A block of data
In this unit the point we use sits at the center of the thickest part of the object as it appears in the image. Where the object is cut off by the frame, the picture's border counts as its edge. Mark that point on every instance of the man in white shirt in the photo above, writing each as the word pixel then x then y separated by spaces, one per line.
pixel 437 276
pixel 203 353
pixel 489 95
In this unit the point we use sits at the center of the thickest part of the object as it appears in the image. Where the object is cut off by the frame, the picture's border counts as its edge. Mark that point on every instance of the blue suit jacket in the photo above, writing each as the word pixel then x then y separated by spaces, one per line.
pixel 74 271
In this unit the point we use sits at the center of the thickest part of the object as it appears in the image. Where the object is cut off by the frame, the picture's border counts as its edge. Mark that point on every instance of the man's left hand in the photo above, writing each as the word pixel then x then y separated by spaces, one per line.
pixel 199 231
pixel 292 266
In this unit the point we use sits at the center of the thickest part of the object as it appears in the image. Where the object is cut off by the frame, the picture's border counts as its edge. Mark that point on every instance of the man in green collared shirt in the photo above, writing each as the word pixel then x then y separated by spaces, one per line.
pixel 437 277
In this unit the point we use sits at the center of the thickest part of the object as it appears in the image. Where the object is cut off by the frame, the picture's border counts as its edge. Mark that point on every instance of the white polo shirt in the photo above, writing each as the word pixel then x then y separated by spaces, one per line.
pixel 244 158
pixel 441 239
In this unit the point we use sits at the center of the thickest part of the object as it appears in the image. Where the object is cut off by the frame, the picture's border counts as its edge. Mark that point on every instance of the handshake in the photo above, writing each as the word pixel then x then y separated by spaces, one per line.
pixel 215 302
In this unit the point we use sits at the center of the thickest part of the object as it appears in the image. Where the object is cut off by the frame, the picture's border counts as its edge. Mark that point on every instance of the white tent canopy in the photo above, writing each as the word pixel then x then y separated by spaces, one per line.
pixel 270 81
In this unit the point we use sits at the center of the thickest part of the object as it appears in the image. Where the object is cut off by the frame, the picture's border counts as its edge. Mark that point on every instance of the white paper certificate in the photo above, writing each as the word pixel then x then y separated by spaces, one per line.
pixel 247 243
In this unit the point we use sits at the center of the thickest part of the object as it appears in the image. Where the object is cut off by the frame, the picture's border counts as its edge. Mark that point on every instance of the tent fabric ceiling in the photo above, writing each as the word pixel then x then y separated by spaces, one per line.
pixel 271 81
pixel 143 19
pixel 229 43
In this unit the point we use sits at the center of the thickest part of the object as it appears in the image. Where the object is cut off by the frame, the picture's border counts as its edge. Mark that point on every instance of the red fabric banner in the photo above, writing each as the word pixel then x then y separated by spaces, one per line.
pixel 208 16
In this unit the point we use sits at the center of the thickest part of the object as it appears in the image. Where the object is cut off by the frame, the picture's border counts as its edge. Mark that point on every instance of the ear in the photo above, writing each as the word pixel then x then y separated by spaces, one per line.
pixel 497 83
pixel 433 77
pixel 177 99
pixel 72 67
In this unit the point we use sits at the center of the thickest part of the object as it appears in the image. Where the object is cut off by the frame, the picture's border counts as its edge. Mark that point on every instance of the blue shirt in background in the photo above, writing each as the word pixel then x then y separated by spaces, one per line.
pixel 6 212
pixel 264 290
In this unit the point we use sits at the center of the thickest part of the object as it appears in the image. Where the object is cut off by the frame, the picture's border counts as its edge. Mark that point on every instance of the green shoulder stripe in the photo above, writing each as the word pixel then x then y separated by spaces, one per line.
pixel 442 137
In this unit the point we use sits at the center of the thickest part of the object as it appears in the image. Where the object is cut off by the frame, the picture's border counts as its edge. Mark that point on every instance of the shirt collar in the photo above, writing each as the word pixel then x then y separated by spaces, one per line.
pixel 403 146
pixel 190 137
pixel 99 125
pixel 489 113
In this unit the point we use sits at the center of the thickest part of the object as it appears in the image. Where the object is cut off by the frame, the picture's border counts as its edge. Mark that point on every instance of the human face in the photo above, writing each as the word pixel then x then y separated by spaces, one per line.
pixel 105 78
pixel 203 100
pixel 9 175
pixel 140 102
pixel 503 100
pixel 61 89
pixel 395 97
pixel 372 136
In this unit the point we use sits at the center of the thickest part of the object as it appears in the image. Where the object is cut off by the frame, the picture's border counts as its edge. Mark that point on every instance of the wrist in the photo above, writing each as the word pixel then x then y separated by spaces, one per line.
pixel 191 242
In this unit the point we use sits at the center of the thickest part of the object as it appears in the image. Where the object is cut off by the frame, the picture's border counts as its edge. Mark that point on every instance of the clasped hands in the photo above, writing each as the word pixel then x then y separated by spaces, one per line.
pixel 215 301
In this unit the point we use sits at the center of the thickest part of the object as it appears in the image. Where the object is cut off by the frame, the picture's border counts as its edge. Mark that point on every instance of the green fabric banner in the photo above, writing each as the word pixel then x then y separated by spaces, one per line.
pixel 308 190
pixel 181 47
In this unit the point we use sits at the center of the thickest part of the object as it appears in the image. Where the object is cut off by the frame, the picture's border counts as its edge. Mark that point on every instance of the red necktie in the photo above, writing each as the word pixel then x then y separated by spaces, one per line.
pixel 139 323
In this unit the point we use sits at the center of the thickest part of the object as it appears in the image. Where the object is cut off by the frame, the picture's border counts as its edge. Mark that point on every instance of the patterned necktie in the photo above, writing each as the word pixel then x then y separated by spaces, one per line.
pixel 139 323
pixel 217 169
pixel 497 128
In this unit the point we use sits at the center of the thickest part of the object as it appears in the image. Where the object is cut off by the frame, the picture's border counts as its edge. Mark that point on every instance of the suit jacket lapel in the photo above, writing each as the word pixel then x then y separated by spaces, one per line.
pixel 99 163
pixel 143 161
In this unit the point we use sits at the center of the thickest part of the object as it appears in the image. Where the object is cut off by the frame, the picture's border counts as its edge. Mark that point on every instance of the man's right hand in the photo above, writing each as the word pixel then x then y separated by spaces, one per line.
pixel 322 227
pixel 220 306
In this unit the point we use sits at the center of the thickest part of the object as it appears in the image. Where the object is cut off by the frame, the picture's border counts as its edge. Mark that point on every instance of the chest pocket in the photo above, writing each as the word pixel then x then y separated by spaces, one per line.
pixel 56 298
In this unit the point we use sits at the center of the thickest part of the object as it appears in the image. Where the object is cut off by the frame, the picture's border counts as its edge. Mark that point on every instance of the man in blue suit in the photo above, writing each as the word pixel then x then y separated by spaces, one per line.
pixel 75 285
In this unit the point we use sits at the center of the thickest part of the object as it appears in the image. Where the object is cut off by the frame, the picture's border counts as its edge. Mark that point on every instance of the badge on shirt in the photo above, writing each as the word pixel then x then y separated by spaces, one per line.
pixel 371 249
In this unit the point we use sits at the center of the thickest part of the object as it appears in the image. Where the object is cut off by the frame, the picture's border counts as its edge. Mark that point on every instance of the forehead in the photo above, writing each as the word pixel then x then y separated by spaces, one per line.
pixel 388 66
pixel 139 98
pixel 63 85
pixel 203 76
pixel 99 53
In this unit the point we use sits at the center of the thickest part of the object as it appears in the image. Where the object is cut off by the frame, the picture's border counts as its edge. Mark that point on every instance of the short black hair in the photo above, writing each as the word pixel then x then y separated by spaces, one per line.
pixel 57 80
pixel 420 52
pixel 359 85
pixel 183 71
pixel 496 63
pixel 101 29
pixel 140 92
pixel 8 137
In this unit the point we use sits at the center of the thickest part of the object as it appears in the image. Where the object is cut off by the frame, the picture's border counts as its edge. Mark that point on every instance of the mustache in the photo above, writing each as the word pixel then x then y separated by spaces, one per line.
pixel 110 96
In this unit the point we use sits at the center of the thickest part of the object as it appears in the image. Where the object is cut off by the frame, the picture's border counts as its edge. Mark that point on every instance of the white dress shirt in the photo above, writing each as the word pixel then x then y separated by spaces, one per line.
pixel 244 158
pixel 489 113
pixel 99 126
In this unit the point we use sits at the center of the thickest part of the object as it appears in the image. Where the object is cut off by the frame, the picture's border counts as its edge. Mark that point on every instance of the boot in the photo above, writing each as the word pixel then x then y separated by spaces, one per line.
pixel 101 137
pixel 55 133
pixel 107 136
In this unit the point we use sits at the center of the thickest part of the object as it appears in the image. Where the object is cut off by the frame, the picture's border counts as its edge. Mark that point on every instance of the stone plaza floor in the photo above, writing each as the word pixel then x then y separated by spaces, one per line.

[Stated goal] Begin with the line that contains "of the boot" and end with the last line of the records; set down every line in that span exactly, and nothing else.

[Final answer]
In this unit the point we use sits at the center of the thickest part of the object as it appears in the image. Where the object is cut off by the frame, the picture's border counts as its edge. Mark that point on every instance of the boot in the photo above, writing each as the word pixel then x then y separated by spaces, one per line.
pixel 101 137
pixel 55 133
pixel 107 136
In this unit the point we use sits at the center of the thickest part of the object as it appears in the image. Where the object is cut off by the frame, the picture's border counts as its edge. Mark that point on every instance of the stone plaza floor in the photo above, writing each as the word pixel then x then y separated by spaces, one per line.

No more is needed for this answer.